Distressed farmers and residents of the City of Matlosana in North West have been called to calm following widespread panic talk of a possible typhoid fever outbreak and fears that its causal bacteria might be present in local water sources.
Community farmers feared for their health last week when the local government announced an investigation into a rumoured outbreak of the disease. The City of Matlosana assured residents and farmers that the city’s water is free from “any bacteria or disease relating to typhoid”.
Typhoid fever is a bacterial disease spread through food, water or close contact with someone infected by Salmonella typhi bacteria. The disease, which is partly preventable by vaccination, is treatable but potentially lethal if complications develop.
“We have received the results from the laboratory. We can confirm that… our water has no typhoid or anything that would make it unsafe to drink or use it,” mayor Nhlupheko Setsolela confirms to Food For Mzansi.
“This means that [an] outbreak of typhoid fever is not related to the water that is being supplied by the municipality. Our water is clean.”
Farmers still concerned about water safety
Despite the mayor’s call for calm amongst residents, and despite typhoid fever affecting only humans, livestock farmers still feel uneasy about the overall state of the water.
Livestock farmer Kagiso Marumo, who farms in the Jouberton township, fears that his free-roaming livestock will get sick and die.
“The municipality says their water is safe while other farmers in the surroundings have cited that the water was not safe for use; even for the animals,” he says.
At the moment, Marumo is sourcing water from outside of Klerksdorp, “just for my livestock and myself to drink. The water panic is real. We need to be assured that water is safe.”
Marumo’s concerns are shared by Simon Ntepe, a pathologist from the Medilab clinical laboratory in Rustenburg, who has pointed to a wider water safety issue and has called for more water tests to be done. Ntepe has also cautioned residents and farmers against letting their guard down.

- _Action item A_
In the article on the Matlosana typhoid scare, rewrite the paragraph beginning "Marumo’s concerns are shared by" as a short bulleted list that keeps its main facts.
- _Action item B_
Using the article on the Matlosana typhoid scare, decide whether each statement agrees with it. Answer yes or no, and quote the words that decide it.
(i) Typhoid fever can infect livestock.
(ii) Kagiso Marumo farms in the Jouberton township.
(iii) Typhoid fever is fully preventable by vaccination.
- _Action item C_
Extend the article on the Matlosana typhoid scare, picking up right after its last sentence.
The rows are not needed here.

- _Information given_
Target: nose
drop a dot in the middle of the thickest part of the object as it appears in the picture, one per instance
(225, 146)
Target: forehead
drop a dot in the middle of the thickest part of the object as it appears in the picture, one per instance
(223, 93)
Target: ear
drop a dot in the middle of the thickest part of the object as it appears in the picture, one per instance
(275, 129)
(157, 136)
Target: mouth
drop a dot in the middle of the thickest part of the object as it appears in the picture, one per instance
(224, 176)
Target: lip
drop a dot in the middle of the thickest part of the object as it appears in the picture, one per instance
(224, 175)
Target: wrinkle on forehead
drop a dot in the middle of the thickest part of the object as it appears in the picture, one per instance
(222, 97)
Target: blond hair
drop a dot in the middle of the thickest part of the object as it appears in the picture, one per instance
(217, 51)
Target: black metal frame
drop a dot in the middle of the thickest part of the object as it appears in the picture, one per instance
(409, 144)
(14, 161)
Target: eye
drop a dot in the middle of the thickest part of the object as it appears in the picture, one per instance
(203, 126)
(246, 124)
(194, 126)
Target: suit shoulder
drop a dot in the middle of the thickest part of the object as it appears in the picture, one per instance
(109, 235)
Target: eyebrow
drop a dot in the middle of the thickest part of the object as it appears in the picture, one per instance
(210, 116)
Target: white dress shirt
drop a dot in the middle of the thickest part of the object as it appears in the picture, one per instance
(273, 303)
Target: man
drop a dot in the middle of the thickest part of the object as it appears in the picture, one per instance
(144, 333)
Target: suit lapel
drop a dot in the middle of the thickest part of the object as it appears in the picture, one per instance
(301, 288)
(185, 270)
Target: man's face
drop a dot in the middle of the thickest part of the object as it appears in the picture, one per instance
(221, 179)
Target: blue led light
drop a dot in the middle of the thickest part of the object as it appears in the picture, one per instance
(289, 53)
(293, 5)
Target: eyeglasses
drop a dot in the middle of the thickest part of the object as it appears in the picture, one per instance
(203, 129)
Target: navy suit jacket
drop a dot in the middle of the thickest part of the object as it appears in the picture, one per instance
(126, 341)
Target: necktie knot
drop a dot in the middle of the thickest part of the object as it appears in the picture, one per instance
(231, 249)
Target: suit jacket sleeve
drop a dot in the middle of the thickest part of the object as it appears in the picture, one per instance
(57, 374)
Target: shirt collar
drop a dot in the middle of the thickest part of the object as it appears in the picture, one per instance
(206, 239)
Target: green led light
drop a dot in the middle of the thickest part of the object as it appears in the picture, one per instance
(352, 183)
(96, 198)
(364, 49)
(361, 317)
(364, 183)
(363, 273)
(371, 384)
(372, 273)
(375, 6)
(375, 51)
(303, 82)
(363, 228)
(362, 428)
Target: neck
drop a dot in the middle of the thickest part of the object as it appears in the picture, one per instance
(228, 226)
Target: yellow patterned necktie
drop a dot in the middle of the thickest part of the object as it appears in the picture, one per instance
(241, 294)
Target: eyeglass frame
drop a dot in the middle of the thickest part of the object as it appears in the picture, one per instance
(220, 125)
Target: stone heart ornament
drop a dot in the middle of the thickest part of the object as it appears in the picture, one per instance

--

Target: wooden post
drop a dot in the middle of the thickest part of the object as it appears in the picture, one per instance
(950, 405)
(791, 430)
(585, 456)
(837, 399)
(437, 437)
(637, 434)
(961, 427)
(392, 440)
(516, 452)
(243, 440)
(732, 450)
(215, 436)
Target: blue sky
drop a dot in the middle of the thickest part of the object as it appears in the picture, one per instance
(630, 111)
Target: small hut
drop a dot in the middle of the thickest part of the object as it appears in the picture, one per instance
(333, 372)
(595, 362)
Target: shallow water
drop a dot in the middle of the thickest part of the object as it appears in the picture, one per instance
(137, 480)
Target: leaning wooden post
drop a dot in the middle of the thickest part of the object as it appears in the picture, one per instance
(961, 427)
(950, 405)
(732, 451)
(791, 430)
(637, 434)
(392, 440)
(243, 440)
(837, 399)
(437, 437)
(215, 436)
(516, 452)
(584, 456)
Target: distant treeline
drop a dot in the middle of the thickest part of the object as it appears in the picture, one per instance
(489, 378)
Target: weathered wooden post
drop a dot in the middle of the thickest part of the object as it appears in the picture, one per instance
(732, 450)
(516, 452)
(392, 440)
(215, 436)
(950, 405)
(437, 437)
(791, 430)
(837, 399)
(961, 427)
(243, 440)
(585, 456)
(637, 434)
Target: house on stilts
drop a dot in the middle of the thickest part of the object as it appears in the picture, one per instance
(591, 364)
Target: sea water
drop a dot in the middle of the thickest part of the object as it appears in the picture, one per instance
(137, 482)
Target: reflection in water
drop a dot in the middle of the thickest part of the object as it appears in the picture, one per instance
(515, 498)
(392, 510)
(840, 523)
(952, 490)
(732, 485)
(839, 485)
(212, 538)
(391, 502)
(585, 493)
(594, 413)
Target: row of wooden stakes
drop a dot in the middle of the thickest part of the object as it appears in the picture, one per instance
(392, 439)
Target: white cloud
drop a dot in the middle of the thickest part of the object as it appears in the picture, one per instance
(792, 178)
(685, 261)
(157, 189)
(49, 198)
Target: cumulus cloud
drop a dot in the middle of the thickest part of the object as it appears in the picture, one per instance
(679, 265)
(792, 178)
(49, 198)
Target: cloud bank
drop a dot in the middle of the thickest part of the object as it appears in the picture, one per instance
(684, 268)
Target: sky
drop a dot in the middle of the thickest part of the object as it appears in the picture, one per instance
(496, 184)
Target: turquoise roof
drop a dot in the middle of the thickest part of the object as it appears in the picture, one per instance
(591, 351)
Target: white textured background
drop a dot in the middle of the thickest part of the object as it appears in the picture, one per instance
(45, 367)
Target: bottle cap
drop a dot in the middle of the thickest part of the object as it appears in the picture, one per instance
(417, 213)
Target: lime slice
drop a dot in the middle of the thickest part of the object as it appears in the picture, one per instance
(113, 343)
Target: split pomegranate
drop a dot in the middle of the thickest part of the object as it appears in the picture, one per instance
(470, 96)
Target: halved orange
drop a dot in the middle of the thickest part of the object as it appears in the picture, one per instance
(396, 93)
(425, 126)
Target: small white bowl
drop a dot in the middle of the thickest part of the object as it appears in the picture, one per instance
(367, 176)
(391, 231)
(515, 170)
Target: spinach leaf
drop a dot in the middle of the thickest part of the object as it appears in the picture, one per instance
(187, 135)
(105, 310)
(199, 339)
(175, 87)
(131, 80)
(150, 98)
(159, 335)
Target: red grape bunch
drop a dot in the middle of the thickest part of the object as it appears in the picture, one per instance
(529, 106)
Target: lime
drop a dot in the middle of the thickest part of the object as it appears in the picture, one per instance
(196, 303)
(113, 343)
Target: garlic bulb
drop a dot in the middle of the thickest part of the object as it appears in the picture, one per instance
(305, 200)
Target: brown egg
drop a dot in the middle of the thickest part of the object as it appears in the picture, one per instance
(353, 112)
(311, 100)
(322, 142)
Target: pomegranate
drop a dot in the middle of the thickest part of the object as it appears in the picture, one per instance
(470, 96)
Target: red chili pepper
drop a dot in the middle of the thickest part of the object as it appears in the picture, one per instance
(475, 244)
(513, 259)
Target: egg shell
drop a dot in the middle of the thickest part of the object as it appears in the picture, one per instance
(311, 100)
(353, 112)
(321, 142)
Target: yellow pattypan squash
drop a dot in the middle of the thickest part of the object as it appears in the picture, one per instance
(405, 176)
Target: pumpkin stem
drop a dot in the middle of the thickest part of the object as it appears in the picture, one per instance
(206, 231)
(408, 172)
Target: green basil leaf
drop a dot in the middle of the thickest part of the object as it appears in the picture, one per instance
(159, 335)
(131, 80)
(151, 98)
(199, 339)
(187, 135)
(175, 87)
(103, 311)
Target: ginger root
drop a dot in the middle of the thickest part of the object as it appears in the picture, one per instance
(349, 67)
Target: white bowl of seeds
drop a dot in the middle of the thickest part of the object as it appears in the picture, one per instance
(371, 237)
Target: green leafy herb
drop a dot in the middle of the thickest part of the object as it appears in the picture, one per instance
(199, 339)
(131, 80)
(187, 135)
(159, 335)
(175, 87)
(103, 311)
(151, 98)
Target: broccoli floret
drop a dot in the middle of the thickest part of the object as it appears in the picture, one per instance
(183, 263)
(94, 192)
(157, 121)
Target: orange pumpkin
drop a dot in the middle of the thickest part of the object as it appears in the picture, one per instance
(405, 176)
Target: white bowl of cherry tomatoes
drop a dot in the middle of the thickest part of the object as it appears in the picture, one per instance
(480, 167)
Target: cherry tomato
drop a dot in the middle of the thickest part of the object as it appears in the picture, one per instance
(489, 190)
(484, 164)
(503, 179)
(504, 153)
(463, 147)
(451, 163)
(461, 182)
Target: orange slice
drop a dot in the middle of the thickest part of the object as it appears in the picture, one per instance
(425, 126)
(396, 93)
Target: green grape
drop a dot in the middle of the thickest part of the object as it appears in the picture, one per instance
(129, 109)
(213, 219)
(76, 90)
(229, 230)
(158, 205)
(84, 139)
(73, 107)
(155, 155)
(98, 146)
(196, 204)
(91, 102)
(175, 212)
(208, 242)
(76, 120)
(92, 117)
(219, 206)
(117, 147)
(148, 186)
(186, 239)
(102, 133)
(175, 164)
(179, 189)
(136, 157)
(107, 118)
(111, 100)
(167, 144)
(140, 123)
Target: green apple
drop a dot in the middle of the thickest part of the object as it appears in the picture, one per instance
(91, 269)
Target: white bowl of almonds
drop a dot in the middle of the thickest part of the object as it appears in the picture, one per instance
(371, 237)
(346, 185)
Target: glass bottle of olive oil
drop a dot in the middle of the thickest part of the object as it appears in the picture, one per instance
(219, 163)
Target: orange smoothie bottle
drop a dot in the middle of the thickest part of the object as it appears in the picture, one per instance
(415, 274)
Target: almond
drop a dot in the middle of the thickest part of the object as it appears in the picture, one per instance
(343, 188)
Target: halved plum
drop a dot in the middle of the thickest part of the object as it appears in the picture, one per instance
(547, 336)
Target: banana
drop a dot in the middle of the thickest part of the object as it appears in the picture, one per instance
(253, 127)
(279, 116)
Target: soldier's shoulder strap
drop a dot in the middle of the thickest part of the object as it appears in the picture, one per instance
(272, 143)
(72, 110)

---

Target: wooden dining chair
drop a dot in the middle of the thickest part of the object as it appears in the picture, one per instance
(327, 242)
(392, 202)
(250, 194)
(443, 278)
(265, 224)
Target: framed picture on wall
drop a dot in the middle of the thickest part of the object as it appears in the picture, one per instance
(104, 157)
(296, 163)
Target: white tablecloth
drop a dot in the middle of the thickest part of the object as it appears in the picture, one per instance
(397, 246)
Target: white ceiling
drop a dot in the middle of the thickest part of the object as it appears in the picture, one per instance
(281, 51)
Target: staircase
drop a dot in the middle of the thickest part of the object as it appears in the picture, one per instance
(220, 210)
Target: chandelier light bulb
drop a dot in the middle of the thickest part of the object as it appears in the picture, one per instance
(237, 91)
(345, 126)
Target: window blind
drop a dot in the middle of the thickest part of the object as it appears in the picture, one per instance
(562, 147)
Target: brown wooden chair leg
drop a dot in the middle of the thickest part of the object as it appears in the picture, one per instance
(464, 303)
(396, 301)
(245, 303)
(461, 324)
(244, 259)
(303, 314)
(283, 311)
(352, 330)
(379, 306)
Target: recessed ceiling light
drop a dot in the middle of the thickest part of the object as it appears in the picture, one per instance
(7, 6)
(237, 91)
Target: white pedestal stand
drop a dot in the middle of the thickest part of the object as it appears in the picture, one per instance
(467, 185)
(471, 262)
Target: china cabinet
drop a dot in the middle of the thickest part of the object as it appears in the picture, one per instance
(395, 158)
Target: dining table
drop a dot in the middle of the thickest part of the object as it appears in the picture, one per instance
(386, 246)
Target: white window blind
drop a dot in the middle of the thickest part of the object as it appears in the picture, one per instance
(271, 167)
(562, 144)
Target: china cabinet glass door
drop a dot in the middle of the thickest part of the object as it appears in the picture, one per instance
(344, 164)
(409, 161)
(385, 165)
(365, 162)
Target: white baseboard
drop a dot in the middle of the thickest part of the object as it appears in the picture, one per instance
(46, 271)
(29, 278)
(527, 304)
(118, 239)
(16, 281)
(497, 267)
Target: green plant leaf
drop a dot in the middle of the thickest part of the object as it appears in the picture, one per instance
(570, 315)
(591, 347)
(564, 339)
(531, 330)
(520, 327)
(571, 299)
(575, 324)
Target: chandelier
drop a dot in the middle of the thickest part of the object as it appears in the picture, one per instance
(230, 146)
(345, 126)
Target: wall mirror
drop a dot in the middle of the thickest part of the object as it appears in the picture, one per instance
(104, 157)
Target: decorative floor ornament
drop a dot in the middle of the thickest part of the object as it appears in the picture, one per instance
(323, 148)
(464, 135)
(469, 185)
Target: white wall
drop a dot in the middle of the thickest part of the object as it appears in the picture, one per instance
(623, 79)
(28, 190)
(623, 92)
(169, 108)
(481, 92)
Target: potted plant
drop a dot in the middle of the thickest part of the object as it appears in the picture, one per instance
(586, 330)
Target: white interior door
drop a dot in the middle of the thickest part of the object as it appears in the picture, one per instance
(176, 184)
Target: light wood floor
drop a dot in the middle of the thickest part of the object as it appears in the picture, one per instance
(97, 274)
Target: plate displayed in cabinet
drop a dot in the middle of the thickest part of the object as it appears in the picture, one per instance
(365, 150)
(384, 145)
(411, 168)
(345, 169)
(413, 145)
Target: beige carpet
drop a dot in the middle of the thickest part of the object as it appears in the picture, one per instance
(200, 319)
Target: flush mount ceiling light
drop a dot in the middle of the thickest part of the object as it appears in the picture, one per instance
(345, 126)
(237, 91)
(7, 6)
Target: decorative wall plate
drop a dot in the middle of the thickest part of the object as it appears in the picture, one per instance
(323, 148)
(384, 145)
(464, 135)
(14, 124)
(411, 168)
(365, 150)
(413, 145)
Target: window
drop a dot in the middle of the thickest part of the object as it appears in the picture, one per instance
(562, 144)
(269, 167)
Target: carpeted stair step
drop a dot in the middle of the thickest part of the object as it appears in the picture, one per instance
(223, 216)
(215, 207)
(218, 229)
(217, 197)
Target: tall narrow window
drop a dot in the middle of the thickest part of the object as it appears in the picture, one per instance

- _Exercise answer A_
- Simon Ntepe, a pathologist at the Medilab clinical laboratory in Rustenburg, shares Marumo's concerns.
- He has pointed to a wider water safety issue.
- He has called for more water tests.
- He has warned residents and farmers not to let their guard down.

- _Exercise answer B_
(i) No: "despite typhoid fever affecting only humans"
(ii) Yes: "who farms in the Jouberton township"
(iii) No: "partly preventable by vaccination"

- _Exercise answer C_
“[From] my experience I [would] advise the municipality and all relevant departments to continue doing more tests. [Water safety] must not just be taken as a small thing or be brushed aside.”
Other contaminants could still be present
Furthermore, he points out, farmers should be extra cautious as the root of the water problems is unknown at the moment. Everyone needs to take extra care of the kind of water they consume,” he says.
Ntepe reckons it is not enough for the municipality to just say their water is free from typhoid-causing bacteria while community members have raised concerns about drinking water.
“The country at large, including in Klerksdorp, [has] a crisis of clean water. We are near the mines and food industries. The water could be contaminated one way or the other.”Simon Ntepe, a pathologist from the Medilab clinical laboratory
Mathapelo Diphoko, a resident of Alabama, also says that tap water is dirty. Livestock roaming the streets are also drinking water running in the road. “I can believe those people who say the water contains bacteria, because in the past week we had people complaining about stomach cramps. The water also was not clean, so anything is possible.”
Food For Mzansi could not locate confirmed cases of typhoid fever in the area, or the exact origin of the rumours. A nurse at the Jouberton clinic also says that no cases of typhoid fever were reported to them since the press release was issued by the municipality. However, concerns about the safety of local drinking water are longstanding.